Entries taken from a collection
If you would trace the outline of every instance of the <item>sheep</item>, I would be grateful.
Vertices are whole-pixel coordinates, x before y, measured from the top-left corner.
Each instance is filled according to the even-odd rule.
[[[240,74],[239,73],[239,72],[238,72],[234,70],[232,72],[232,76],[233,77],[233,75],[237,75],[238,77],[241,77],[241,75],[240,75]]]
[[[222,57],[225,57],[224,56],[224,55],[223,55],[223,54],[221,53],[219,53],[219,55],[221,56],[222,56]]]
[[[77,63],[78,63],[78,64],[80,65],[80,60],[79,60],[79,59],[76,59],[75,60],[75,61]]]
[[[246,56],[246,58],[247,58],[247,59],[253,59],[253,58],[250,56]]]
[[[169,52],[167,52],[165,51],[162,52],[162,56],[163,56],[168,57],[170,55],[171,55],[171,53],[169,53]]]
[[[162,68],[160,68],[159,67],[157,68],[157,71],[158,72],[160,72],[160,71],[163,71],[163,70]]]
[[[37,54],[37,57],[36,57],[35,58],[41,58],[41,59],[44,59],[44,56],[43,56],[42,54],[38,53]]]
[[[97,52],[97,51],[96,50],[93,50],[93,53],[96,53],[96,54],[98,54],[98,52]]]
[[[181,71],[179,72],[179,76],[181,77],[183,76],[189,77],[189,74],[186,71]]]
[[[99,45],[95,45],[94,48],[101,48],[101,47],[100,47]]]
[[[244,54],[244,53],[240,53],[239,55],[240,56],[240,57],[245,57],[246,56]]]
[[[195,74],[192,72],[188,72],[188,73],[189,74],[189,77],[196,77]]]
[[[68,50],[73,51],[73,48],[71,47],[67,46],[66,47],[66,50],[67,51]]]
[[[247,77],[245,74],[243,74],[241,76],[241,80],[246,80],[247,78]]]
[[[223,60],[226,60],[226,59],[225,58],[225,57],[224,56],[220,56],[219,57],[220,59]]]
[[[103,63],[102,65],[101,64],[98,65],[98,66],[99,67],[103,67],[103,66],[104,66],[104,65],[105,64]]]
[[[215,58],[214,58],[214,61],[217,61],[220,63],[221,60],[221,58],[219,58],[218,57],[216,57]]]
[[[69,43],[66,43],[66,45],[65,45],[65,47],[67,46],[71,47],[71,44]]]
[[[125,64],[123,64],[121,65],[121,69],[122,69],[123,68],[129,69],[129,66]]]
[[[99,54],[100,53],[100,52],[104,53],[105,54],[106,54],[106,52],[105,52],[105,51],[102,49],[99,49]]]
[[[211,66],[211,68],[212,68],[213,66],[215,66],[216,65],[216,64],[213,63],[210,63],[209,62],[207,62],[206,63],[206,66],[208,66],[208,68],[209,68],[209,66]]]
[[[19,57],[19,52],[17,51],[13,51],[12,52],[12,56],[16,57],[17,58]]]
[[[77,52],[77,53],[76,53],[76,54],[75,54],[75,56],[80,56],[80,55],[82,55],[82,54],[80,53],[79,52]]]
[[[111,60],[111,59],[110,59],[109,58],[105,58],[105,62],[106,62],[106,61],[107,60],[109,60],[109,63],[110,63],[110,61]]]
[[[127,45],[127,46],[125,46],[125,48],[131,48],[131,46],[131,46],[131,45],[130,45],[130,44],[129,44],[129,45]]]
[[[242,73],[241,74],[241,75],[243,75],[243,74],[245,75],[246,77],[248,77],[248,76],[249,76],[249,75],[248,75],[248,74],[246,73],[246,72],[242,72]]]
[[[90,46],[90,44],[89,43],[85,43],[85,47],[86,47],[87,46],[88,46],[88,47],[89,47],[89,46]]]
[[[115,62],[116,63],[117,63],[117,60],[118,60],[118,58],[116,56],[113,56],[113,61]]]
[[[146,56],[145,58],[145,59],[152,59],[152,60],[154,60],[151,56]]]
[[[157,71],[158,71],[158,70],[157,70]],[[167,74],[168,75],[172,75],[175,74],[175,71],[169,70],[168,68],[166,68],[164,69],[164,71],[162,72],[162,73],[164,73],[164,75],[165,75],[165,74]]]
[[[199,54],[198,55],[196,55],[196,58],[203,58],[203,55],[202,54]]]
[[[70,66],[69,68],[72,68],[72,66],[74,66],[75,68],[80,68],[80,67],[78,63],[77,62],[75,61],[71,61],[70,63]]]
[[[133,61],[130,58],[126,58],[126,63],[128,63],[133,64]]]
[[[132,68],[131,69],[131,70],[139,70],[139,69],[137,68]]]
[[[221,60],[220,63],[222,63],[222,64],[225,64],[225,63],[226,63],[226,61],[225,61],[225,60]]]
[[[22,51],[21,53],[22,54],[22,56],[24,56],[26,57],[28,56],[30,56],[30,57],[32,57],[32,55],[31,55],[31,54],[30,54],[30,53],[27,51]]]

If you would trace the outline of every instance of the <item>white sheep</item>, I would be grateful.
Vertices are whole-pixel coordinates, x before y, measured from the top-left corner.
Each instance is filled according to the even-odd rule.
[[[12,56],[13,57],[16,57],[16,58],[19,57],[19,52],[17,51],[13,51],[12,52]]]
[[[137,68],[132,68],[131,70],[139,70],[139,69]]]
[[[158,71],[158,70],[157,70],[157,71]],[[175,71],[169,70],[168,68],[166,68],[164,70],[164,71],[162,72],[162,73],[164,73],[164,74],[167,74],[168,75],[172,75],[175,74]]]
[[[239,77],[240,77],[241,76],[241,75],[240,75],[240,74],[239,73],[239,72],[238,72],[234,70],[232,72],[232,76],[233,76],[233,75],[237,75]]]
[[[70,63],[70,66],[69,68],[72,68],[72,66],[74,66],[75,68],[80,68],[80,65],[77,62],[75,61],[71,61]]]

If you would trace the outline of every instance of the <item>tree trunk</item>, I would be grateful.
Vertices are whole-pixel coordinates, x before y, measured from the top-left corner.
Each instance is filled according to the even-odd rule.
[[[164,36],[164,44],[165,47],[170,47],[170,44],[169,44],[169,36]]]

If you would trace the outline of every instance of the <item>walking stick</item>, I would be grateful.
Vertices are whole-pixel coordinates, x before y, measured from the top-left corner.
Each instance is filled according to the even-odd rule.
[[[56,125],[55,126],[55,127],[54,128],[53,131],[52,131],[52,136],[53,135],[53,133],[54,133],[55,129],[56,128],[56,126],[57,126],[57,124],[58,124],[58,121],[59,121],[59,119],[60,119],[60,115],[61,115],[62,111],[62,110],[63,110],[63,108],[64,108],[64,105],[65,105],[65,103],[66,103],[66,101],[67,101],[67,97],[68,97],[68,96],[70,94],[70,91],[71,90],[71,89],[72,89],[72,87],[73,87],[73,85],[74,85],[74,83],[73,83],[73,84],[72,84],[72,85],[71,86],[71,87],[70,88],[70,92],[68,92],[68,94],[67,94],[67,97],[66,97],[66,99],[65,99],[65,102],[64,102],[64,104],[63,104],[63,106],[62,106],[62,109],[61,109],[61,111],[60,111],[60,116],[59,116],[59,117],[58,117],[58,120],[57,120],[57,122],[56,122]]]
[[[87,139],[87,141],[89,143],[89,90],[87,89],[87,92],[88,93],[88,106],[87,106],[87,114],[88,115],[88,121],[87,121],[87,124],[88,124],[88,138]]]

■ **Written problem**
Write out again the part that opens with the line containing "<item>white sheep</item>, I would be grateful." and closes with the line containing "[[[137,68],[132,68],[131,70],[139,70],[139,69]]]", and only that part. Keep the requests, and add 18 to every vertex coordinate in the answers.

■ **Task solution**
If you would trace the outline of every instance of the <item>white sheep</item>, I would be grateful.
Vertices are whole-pixel coordinates, x before y, measured from the top-left corner.
Each instance is filled according to the even-odd rule.
[[[30,74],[31,75],[34,75],[34,76],[37,75],[37,70],[35,69],[31,69],[30,70]]]
[[[155,86],[150,86],[149,88],[157,88],[157,87]]]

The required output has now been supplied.